→ **REQUIRED TASK**: Extract every line below that contains the string "burning", matching case exactly.

Labeled point records
···

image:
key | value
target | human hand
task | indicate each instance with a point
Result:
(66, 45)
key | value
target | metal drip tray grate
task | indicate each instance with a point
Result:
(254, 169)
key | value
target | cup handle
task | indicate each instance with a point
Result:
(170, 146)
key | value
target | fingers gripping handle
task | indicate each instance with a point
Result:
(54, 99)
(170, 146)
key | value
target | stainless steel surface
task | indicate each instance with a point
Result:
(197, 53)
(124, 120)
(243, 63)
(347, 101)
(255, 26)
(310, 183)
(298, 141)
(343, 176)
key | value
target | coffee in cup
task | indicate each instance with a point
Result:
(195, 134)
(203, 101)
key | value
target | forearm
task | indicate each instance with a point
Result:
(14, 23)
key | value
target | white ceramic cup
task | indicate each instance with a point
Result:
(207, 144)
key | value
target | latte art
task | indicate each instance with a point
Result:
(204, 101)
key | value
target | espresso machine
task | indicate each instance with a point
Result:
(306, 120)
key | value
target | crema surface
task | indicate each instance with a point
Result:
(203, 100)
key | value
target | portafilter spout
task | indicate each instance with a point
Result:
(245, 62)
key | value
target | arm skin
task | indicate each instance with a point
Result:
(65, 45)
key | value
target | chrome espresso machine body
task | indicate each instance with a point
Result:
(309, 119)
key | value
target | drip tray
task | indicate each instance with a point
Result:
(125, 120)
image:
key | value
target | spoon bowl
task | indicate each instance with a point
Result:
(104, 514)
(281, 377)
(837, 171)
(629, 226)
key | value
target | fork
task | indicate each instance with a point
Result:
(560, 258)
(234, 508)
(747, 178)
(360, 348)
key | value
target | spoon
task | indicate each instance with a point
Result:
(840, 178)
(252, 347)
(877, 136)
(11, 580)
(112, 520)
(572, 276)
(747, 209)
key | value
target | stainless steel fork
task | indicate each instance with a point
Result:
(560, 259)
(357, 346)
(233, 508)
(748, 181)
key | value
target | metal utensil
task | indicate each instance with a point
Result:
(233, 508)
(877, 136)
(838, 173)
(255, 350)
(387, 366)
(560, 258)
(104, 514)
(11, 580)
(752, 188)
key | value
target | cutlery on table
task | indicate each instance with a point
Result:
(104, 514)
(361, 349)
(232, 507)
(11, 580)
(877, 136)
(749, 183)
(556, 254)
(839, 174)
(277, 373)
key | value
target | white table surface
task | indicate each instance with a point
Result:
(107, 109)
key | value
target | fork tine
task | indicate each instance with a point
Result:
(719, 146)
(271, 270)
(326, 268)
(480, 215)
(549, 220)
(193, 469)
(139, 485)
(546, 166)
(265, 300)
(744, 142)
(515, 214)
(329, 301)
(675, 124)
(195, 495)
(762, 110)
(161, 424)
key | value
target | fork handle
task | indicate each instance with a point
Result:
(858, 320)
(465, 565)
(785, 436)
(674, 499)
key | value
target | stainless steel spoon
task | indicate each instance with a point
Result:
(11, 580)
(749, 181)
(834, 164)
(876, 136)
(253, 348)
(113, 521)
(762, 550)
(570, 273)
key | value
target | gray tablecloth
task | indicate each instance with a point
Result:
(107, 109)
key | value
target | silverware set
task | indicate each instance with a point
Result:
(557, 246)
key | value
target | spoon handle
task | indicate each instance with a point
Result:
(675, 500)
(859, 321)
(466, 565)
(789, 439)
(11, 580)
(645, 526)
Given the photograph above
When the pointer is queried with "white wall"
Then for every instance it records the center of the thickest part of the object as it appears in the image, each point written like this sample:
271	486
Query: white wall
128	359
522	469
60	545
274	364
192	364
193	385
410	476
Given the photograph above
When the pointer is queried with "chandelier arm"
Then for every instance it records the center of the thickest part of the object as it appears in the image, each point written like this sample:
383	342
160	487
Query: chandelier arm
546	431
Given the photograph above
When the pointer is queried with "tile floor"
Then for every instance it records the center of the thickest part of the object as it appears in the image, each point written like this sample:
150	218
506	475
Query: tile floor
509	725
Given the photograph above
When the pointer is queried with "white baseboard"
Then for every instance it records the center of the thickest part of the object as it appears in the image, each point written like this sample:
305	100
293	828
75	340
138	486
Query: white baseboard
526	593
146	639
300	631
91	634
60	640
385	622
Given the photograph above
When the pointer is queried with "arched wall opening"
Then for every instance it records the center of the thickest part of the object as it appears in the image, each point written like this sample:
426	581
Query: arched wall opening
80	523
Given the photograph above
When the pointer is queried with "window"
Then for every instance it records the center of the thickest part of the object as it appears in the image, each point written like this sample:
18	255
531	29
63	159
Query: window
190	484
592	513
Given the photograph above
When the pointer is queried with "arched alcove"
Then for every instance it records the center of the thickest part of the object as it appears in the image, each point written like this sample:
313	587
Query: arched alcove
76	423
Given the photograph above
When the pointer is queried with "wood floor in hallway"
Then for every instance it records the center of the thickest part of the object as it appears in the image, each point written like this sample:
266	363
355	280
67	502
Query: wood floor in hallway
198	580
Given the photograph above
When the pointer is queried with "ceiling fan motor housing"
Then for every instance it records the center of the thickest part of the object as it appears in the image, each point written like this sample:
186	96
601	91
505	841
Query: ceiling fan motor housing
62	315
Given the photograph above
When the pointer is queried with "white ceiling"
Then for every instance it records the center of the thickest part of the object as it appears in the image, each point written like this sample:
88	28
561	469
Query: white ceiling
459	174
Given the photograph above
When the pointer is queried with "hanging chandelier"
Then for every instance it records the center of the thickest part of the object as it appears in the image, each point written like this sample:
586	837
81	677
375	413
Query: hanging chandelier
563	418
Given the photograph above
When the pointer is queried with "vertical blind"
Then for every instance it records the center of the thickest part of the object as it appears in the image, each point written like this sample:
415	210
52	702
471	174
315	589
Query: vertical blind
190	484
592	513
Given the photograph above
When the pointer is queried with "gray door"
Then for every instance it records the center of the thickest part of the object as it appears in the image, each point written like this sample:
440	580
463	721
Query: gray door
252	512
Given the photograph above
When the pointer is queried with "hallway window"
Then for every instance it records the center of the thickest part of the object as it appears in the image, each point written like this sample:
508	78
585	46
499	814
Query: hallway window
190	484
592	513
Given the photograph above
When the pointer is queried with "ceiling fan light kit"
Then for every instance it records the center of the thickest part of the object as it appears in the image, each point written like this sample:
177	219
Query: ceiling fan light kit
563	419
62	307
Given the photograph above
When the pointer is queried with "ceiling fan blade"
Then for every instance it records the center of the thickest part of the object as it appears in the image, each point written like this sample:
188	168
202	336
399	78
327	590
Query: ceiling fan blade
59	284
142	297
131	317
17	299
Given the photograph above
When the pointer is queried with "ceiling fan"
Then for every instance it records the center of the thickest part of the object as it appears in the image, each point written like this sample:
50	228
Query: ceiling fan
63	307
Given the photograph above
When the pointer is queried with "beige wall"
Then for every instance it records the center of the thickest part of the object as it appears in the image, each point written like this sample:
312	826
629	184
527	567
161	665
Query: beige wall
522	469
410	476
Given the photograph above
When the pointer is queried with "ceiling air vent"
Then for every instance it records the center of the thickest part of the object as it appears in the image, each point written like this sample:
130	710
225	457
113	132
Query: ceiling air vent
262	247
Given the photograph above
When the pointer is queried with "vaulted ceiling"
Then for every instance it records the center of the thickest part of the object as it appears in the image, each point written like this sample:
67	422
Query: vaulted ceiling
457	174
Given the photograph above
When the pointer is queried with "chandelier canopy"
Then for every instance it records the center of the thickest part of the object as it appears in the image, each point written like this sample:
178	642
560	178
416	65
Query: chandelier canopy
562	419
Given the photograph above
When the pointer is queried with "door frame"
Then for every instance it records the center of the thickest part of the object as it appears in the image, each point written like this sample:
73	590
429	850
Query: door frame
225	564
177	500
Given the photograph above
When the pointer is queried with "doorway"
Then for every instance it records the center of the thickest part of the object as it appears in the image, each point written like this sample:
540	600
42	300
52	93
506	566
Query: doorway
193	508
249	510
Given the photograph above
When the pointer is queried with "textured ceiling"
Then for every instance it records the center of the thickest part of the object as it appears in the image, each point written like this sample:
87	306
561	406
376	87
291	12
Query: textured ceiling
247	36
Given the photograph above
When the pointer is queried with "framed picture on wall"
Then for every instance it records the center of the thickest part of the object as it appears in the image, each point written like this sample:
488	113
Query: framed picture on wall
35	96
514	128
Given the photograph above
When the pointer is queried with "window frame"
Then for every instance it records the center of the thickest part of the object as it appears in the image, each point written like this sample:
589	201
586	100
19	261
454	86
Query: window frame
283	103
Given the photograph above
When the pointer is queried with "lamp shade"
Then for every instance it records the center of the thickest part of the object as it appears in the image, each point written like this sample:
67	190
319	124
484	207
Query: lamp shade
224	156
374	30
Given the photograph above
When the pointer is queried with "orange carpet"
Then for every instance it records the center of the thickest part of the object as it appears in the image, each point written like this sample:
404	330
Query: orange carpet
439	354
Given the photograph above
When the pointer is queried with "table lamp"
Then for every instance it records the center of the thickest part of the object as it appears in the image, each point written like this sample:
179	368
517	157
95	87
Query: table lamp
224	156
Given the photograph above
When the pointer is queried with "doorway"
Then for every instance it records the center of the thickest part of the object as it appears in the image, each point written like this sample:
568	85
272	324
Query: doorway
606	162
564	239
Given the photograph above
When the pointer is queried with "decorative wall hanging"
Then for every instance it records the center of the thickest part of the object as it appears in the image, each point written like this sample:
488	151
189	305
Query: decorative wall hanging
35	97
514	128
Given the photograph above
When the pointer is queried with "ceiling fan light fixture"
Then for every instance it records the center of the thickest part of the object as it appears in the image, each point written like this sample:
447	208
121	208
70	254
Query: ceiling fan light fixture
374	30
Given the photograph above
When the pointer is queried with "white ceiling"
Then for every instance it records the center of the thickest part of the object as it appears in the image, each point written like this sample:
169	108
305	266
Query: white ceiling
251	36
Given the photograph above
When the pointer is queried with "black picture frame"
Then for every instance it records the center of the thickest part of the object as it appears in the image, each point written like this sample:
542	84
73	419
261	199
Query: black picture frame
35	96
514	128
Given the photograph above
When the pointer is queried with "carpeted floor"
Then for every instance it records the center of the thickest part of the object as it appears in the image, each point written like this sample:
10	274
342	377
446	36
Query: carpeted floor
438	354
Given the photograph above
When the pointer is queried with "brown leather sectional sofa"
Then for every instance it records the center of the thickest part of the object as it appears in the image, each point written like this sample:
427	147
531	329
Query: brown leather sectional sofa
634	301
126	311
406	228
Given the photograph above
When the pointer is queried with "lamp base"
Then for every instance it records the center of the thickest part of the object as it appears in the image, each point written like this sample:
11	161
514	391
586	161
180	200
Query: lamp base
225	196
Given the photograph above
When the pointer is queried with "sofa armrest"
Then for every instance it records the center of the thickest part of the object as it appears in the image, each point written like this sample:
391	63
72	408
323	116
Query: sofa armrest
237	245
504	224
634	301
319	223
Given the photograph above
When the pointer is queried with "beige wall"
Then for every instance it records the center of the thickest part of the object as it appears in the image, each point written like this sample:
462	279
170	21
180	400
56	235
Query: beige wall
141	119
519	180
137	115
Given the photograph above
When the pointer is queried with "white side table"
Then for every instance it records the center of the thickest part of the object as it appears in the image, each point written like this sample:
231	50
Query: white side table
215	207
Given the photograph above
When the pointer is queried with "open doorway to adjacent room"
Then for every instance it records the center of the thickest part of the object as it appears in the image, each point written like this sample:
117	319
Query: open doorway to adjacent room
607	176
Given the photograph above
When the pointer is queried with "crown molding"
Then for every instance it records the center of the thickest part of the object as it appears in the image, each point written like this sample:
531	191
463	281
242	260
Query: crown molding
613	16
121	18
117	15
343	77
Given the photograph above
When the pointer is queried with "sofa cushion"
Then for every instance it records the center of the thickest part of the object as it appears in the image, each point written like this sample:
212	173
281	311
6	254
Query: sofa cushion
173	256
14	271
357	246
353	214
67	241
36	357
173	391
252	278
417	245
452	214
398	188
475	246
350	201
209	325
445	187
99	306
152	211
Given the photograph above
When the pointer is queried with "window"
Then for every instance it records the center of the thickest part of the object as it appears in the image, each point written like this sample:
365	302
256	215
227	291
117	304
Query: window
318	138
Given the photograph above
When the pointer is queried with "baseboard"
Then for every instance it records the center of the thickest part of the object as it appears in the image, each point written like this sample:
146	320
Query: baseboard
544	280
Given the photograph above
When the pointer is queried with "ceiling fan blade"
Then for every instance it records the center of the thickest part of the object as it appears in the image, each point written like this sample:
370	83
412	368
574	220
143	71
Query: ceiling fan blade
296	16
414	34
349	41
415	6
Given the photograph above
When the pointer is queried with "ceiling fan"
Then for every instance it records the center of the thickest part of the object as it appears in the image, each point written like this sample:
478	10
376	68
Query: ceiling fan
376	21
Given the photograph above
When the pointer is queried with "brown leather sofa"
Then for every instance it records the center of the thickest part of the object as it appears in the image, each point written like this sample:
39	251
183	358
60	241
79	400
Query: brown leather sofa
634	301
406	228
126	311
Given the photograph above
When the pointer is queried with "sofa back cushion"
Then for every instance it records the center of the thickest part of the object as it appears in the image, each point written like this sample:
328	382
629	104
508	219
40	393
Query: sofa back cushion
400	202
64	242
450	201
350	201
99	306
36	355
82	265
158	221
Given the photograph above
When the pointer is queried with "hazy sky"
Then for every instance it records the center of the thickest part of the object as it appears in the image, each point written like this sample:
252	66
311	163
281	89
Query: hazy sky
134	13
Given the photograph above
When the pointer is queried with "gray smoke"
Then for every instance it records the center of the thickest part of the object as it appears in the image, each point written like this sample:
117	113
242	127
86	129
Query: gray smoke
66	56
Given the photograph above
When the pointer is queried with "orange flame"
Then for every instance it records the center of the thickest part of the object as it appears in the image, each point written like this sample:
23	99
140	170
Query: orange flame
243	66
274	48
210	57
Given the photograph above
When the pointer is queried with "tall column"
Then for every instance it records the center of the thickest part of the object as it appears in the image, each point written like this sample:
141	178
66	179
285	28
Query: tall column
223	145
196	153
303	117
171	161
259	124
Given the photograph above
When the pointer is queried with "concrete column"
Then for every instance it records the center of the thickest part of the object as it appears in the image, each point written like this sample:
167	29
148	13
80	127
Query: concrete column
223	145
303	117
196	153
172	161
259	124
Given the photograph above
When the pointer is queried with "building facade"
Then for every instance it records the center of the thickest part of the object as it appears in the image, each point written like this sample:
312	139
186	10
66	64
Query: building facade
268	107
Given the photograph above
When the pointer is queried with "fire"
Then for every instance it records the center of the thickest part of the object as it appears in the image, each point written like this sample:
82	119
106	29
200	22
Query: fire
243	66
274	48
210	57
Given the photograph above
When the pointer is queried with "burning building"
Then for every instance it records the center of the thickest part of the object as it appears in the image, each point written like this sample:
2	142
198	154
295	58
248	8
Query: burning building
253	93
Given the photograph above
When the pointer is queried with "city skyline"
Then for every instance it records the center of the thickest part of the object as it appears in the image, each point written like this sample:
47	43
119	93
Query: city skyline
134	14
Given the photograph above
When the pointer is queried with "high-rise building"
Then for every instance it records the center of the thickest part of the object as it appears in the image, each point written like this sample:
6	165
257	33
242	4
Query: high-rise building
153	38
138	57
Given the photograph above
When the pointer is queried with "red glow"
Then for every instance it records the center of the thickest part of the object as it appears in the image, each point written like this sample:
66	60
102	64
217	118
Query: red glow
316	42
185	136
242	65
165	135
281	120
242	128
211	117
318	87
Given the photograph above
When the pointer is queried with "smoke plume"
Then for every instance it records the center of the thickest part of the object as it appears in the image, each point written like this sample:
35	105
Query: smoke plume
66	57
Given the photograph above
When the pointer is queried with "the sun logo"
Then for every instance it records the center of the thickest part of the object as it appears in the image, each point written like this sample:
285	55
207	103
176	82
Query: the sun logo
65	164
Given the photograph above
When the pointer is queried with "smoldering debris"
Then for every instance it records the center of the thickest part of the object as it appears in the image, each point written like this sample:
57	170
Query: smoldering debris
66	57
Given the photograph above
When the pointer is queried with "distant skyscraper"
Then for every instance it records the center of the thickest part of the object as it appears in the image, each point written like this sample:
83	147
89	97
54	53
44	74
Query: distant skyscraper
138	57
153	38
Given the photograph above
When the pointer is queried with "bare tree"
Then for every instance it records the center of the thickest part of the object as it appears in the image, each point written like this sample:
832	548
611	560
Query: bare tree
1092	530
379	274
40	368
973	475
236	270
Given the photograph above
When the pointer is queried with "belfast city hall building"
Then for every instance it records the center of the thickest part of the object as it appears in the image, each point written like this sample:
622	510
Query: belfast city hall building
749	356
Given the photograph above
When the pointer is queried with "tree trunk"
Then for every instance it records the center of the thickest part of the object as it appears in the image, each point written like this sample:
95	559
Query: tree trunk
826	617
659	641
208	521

···

→ **OUTPUT FOR THIS EXERCISE**:
When the pointer is queried with "burning building"
Query: burning building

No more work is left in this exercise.